— start Given records —

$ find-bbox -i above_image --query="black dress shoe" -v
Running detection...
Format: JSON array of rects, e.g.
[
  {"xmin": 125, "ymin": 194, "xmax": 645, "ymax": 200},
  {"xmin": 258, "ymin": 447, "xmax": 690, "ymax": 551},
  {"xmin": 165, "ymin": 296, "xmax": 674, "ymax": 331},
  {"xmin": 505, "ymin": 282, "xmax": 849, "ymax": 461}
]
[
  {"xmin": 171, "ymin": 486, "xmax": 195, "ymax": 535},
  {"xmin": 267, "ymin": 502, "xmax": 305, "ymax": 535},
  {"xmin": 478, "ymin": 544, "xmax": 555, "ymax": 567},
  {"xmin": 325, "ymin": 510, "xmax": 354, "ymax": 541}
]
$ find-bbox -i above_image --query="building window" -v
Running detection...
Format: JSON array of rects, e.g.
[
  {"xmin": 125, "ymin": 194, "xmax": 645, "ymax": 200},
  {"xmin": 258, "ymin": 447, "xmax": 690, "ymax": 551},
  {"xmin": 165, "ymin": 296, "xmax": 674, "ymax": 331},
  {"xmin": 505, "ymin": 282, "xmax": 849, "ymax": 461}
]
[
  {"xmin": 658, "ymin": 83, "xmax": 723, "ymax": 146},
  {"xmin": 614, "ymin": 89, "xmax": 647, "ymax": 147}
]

— end Given records —

» Brief
Copy the listing above line for line, with no changes.

» Problem solution
$ find-bbox -i above_image --query="black dress shoe" -v
Running detection...
Format: JSON array of rects, e.g.
[
  {"xmin": 125, "ymin": 194, "xmax": 645, "ymax": 200},
  {"xmin": 258, "ymin": 447, "xmax": 690, "ymax": 551},
  {"xmin": 165, "ymin": 296, "xmax": 674, "ymax": 331},
  {"xmin": 505, "ymin": 282, "xmax": 849, "ymax": 461}
]
[
  {"xmin": 171, "ymin": 486, "xmax": 195, "ymax": 535},
  {"xmin": 267, "ymin": 502, "xmax": 305, "ymax": 535},
  {"xmin": 478, "ymin": 544, "xmax": 555, "ymax": 567},
  {"xmin": 325, "ymin": 510, "xmax": 354, "ymax": 541}
]
$ find-bbox -i above_image --query="building window" -v
Running detection...
Format: JSON array of rects, e.g.
[
  {"xmin": 125, "ymin": 194, "xmax": 645, "ymax": 200},
  {"xmin": 258, "ymin": 447, "xmax": 690, "ymax": 551},
  {"xmin": 165, "ymin": 296, "xmax": 674, "ymax": 331},
  {"xmin": 505, "ymin": 282, "xmax": 849, "ymax": 461}
]
[
  {"xmin": 658, "ymin": 83, "xmax": 723, "ymax": 146},
  {"xmin": 614, "ymin": 89, "xmax": 647, "ymax": 147}
]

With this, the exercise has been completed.